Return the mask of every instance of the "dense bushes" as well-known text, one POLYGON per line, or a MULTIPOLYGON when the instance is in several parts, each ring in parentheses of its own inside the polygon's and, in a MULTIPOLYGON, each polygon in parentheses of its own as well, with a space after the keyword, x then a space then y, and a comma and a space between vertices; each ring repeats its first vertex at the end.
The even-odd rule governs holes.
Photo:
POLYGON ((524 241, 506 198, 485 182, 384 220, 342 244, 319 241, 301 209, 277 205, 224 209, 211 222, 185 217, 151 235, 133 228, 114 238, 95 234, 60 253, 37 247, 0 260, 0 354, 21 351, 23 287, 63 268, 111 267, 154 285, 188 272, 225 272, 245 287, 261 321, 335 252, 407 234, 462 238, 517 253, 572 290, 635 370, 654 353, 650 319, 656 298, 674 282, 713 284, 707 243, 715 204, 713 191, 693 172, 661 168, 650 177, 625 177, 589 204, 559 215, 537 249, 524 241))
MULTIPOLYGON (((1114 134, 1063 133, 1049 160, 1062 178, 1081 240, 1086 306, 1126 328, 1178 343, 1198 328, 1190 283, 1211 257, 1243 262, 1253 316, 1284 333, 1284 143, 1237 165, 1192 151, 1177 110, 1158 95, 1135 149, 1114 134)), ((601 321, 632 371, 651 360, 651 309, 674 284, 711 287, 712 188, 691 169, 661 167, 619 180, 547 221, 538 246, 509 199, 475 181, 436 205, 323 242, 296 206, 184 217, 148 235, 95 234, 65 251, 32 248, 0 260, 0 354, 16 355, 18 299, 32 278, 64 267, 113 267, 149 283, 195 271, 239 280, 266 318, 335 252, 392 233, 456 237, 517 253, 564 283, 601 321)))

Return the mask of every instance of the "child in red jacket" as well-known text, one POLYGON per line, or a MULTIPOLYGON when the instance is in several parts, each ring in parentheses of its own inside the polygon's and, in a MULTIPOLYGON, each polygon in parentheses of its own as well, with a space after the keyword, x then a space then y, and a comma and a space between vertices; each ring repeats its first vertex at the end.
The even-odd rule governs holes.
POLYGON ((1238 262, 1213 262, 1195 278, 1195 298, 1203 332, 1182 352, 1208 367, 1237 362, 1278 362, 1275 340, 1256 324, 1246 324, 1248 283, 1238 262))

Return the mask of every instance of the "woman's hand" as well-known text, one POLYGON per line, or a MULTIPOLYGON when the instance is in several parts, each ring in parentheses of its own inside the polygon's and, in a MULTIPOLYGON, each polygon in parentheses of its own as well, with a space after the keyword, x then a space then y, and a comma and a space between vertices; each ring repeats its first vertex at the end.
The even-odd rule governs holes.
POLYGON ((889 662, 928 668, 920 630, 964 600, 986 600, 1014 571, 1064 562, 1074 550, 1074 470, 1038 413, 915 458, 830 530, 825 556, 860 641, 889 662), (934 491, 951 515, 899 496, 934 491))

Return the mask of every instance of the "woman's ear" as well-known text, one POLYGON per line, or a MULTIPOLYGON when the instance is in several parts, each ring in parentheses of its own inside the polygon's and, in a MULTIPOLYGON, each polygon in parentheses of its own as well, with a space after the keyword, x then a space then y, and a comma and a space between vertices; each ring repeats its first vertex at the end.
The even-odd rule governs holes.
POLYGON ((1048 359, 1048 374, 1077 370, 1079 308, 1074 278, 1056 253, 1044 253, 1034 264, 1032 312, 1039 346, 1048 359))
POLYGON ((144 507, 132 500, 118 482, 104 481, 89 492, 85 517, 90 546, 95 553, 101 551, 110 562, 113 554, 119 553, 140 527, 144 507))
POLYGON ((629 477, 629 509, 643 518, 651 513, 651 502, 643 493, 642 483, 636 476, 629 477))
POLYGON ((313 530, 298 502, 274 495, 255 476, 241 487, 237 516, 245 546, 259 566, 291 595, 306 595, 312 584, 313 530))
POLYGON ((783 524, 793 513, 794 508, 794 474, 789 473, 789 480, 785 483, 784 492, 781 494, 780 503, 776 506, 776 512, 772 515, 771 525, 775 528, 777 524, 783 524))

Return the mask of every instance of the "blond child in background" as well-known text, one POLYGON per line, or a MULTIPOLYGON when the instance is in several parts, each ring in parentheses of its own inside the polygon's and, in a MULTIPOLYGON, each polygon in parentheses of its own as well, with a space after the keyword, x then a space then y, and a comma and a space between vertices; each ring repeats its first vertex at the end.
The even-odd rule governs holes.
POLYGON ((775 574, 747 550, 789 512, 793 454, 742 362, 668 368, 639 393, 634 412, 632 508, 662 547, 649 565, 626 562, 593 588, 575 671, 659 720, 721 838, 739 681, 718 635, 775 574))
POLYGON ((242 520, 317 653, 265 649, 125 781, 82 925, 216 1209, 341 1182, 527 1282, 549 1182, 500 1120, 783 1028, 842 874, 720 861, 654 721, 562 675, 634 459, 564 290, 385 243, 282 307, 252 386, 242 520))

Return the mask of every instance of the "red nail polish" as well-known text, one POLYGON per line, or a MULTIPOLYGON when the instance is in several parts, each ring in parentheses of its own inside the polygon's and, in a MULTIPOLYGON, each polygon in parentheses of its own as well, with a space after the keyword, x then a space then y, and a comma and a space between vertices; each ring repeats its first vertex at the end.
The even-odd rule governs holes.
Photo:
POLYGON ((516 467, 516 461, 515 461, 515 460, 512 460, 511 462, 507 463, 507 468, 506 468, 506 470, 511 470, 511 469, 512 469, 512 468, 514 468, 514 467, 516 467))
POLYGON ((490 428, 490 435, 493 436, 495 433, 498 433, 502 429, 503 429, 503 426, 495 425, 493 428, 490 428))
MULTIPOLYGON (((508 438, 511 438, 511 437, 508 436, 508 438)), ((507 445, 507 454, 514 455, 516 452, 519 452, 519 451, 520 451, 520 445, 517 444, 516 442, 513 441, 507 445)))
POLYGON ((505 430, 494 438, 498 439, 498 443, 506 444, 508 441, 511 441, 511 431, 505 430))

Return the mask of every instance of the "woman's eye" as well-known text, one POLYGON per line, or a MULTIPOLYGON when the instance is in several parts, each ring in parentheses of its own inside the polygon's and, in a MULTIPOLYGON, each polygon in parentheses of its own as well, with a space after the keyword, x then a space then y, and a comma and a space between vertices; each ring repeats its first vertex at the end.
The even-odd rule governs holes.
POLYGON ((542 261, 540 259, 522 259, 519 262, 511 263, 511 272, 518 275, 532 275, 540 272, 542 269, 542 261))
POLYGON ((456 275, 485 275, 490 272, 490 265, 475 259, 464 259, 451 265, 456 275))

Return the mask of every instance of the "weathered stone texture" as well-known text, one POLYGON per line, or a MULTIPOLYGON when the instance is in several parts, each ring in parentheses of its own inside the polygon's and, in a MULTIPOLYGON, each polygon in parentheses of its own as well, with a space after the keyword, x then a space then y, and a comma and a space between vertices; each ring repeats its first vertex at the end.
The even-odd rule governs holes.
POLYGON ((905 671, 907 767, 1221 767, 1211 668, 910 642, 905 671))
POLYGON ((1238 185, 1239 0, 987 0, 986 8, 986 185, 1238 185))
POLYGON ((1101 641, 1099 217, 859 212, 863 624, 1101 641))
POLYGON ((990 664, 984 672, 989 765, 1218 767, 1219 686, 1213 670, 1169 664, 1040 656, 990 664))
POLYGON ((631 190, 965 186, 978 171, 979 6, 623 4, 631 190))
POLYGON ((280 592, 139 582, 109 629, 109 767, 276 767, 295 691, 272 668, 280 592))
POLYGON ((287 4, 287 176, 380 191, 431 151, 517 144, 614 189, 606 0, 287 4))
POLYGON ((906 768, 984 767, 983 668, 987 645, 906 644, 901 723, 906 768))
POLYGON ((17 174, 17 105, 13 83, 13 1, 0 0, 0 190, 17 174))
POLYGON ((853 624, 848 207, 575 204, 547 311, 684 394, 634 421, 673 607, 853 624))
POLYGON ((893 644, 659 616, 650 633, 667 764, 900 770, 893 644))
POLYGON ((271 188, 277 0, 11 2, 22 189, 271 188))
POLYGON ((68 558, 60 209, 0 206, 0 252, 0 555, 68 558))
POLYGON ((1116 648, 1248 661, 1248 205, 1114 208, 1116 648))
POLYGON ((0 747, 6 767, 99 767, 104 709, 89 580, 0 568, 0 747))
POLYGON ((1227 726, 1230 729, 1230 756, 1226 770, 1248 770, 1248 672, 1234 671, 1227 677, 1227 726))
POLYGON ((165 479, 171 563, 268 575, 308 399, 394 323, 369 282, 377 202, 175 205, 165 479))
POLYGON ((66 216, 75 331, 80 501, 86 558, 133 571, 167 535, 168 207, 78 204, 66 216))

* * * * * * *

## Task statement
When a line in the listing above holds the word "child", copy it.

## Solution
Return the mask of every instance of the "child in red jacket" as well-known text, one POLYGON per line, or a MULTIPOLYGON when the instance is in several parts, each ring in parentheses of its own inside the polygon's and, in a MULTIPOLYGON, each polygon in parentheses of its own as well, with a space after the keyword, x then a space then y, and a comma and a space between vertices; each ring repeats its first vertex at the end.
Return the mask of every instance of the "blond child in background" as well-known text, one POLYGON per line, or a MULTIPOLYGON when the instance is in several parts, each ring in parentheses of its own inside the polygon's and, in a MULTIPOLYGON, each polygon in parentheses of its own as well, with a space after the keyword, x then a space then y, and a comma and a space between vertices; each ring repeats its first vertex at the end.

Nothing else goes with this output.